The records beneath should be printed exactly, and the pictures are to be left out.

========================

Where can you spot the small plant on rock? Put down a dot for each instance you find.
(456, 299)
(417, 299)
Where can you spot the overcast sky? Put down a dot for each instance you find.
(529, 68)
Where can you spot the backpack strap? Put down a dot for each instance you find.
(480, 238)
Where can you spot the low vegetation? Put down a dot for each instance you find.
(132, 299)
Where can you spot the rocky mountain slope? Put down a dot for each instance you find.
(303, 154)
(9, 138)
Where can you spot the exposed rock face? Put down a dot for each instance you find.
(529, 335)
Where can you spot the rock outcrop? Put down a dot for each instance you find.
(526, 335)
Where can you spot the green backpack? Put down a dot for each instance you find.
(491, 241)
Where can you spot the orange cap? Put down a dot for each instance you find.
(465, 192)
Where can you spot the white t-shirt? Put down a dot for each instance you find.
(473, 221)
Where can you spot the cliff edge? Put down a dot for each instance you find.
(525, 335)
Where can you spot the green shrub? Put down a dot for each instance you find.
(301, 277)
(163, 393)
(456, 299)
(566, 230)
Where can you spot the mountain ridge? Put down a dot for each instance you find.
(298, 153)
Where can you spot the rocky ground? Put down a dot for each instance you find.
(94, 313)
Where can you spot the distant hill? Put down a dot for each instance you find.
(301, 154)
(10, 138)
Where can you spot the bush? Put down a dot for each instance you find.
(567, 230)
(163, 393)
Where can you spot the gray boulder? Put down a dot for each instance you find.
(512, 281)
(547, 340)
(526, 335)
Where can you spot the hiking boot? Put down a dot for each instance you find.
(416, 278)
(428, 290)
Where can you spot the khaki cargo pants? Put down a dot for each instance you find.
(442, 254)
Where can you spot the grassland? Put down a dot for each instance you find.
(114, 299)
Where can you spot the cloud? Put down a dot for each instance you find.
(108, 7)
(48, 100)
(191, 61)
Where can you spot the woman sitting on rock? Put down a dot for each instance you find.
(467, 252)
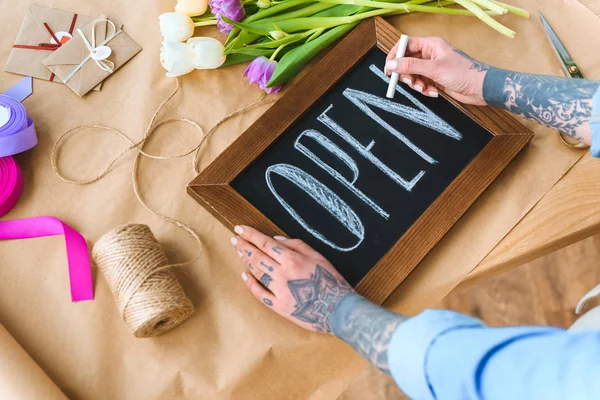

========================

▶ [Exercise answer]
Where can you spot the small plant on rock? Put down a dot for each instance you find.
(456, 299)
(417, 299)
Where can you spot the overcast sky? Put down a dot for each instance you find.
(529, 68)
Where can you spot the backpack strap? Put down a dot for each instance you find.
(480, 238)
Where can you spot the low vegetation? Put down a dot for each instance you find.
(132, 299)
Where can you spot the rocky mountain slope? Put down a dot for each instance you find.
(303, 154)
(9, 138)
Where can you spot the exposed rock face? Put down a dot for each instance you find.
(529, 335)
Where can you spot the rock outcrop? Put down a dot for each instance you find.
(526, 335)
Where can you spot the green backpack? Put down a dot for each instance you find.
(491, 241)
Where can you spot the orange cap? Put down a dot for each instance you find.
(465, 192)
Where can you spot the white t-shirt? Put down a dot for each instance you find.
(473, 221)
Where can you spot the cliff edge? Put down a dot for each instance you find.
(525, 335)
Where can you spot the green shrub? Put down a dot for each instance you find.
(301, 277)
(163, 393)
(456, 299)
(566, 230)
Where can you spot the mountain ridge? Put down a dot for each instance you find.
(298, 153)
Where can you spot the rocky ground? Put down a dot for each instance you find.
(94, 313)
Where can you spot the distant hill? Put down a dot for each instance you find.
(301, 154)
(10, 138)
Where can you spot the bush? Put down a dot for each instance you find.
(567, 230)
(163, 393)
Where can you spot the gray boulder? Put down a dot for each instance you find.
(512, 281)
(547, 340)
(526, 335)
Where can you spot the hiking boot? Put down a dot for each instance you find.
(416, 278)
(428, 290)
Where can you spot the khaki cargo pants? Put down a dot for each instance you find.
(442, 254)
Where can you spot the grassland? Put down a dot for each instance you find.
(114, 299)
Where can you spot the cloud? Put down a dot for each instance you find.
(108, 7)
(48, 100)
(191, 61)
Where can you spot the woman sitting on rock? Put down a dot for each instance you find.
(467, 252)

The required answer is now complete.